(Saved entries)
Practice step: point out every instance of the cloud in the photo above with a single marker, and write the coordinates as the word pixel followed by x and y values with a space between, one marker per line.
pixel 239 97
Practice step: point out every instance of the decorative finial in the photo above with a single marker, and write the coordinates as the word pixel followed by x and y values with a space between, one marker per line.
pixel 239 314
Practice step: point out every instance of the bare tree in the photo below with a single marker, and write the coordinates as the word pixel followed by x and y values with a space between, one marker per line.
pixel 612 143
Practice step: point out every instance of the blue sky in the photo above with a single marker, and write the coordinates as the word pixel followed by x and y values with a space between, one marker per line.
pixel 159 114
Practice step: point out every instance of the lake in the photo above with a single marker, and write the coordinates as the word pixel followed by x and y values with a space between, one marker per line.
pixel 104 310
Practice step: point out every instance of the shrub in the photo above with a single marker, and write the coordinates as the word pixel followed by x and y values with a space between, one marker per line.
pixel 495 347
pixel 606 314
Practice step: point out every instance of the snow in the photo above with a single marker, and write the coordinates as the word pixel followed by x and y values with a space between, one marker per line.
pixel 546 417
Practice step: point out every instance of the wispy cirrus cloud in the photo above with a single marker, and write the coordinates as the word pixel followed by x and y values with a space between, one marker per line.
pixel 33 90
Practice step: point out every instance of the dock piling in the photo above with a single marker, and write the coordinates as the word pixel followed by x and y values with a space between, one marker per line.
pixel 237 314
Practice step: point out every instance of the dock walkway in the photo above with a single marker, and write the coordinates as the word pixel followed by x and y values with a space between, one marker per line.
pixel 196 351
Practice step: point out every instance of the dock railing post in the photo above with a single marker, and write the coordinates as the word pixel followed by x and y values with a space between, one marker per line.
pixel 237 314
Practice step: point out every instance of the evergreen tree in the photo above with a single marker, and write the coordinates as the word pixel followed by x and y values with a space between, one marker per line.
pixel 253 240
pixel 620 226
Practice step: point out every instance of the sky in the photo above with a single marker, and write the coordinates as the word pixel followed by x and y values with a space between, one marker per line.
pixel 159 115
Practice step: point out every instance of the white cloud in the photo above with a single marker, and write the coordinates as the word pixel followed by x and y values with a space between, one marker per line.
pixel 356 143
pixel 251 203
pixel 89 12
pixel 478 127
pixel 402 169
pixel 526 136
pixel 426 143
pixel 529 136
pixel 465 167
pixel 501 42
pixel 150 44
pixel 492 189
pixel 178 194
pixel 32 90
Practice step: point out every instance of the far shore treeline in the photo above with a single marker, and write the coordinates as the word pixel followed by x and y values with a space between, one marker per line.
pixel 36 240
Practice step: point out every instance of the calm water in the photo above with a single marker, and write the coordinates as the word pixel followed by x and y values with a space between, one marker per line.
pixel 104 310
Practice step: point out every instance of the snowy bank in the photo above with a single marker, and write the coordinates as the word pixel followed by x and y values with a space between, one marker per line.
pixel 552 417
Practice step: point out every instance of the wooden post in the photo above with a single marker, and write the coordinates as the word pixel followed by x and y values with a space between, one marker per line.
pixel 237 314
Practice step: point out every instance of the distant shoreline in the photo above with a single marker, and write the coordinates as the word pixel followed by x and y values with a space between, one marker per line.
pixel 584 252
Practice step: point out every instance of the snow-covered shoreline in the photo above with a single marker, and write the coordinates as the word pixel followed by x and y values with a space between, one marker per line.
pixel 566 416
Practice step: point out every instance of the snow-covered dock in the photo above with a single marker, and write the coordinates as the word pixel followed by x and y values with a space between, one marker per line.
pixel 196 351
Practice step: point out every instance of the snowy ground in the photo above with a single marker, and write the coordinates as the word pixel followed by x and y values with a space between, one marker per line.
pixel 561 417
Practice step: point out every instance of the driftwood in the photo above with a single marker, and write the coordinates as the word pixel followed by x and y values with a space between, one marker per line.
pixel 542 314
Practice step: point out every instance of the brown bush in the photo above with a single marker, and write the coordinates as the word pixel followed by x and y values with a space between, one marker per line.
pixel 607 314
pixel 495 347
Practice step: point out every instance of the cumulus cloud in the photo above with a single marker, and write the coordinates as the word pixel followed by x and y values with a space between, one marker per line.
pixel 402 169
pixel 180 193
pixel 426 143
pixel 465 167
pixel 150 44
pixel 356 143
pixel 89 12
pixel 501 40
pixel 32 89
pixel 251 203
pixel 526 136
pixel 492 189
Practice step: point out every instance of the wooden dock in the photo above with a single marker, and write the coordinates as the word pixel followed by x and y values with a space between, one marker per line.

§ **HOW TO COMPLETE THIS TASK**
Reproduce each entry word for word.

§ **ANSWER FOR THE TASK**
Practice step: point out every instance of the cloud in the photo above with a single marker, and write the coordinates as the word pixel followed by x and y values with a space between, one marker per line.
pixel 239 97
Practice step: point out every instance of the decorative finial in the photo above with a single marker, and write the coordinates as the word pixel followed by x and y values with a space between, one marker per line.
pixel 239 314
Practice step: point out every instance of the bare tree in the photo below with a single marker, and write the coordinates as the word pixel followed by x and y values with a space between, one marker per line.
pixel 612 143
Practice step: point out every instance of the blue sky in the photo above with a single marker, and write the coordinates as the word pixel followed by x and y values with a space between, one marker per line.
pixel 159 114
Practice step: point out every instance of the lake in the photo above with a single marker, and write the coordinates as the word pixel followed by x and y values with a space between, one marker per line.
pixel 104 310
Practice step: point out every instance of the shrub in the photo above with a single marker, and write the coordinates as the word pixel followed by x and y values with a space between, one marker per line.
pixel 495 347
pixel 606 314
Practice step: point out every instance of the snow in the photo above with a single marker, and write the coordinates as the word pixel followed by x and y values with a space between, one marker per line.
pixel 546 417
Practice step: point out every instance of the wispy cirrus cloud in the photo above with a single marker, and write the coordinates as the word pixel followed by x and y values with a space between, one marker per line.
pixel 33 90
Practice step: point out every instance of the dock piling in the photo above with a single marker, and write the coordinates as the word pixel followed by x and y values with a space between, one marker per line.
pixel 237 314
Practice step: point out every instance of the dock walkway in the photo above with a single marker, and write the coordinates as the word pixel followed by x and y values with a space between, one marker per line.
pixel 196 351
Practice step: point out every instance of the dock railing post in the photo above with a single marker, and write the coordinates as the word pixel followed by x and y values with a space between, one marker per line.
pixel 237 314
Practice step: point out every instance of the evergreen tree in the photo above with a single marker, and write the coordinates as the word pixel followed by x and y values with a space between, one marker per line.
pixel 253 240
pixel 620 226
Practice step: point out every instance of the sky in the photo above with a single marker, and write the coordinates as the word pixel followed by x and y values with a space between, one marker per line.
pixel 159 115
Practice step: point out every instance of the white cloud in the photo above with a single marker, and write the coordinates as the word pixel followed by x and y values with a space between, one marker per line.
pixel 356 143
pixel 251 203
pixel 89 12
pixel 478 127
pixel 402 169
pixel 526 136
pixel 426 143
pixel 529 136
pixel 465 167
pixel 501 42
pixel 150 44
pixel 492 189
pixel 178 194
pixel 32 90
Practice step: point out every instance of the far shore treeline in the photo above with a single marker, and write the coordinates as the word pixel followed by x and y values with a space between, one marker per line.
pixel 36 240
Practice step: point out every instance of the calm water in the photo above with a single marker, and write the coordinates as the word pixel followed by x and y values with a space between, one marker per line.
pixel 104 310
Practice step: point out every instance of the snowy bank in the photo above with a single marker, and write the coordinates as the word pixel followed by x and y values with a space between, one marker per line.
pixel 552 417
Practice step: point out every instance of the wooden post in the photo above with a single marker, and write the coordinates as the word pixel followed by x and y values with a space between, one marker per line.
pixel 237 314
Practice step: point out every instance of the distant shoreline in the photo above with a single marker, and write the coordinates as the word pixel followed by x and y values with a space between, one marker per line.
pixel 584 252
Practice step: point out every instance of the snow-covered shoreline in the photo above with a single marker, and write the coordinates as the word pixel followed by x and y values with a space between, one marker per line.
pixel 566 416
Practice step: point out every instance of the snow-covered dock in the photo above with a single marker, and write the coordinates as the word pixel followed by x and y values with a space between, one marker per line.
pixel 196 351
Practice step: point out every instance of the snowy ground in the photo above with a single marker, and write the coordinates as the word pixel followed by x and y values with a space between, one marker per line.
pixel 561 417
Practice step: point out every instance of the driftwood in the photo above with a single marker, and write the coordinates as the word pixel followed by x and y values with a space between, one marker per line.
pixel 542 314
Practice step: point out every instance of the brown bush in the photo above with a single marker, and write the coordinates as the word pixel followed by x and y values with a space between, one marker per line.
pixel 607 314
pixel 495 347
Practice step: point out every instance of the cumulus cloud in the photo above with a single marker, and write the coordinates as the word pixel followed by x and y values with a space between, one marker per line.
pixel 402 169
pixel 180 193
pixel 426 143
pixel 465 167
pixel 150 44
pixel 356 143
pixel 89 12
pixel 501 40
pixel 32 89
pixel 251 203
pixel 526 136
pixel 492 189
Practice step: point out every instance of the wooden dock in the photo above with a single marker, and write the coordinates as the word pixel followed by x and y values with a space between, one marker per line.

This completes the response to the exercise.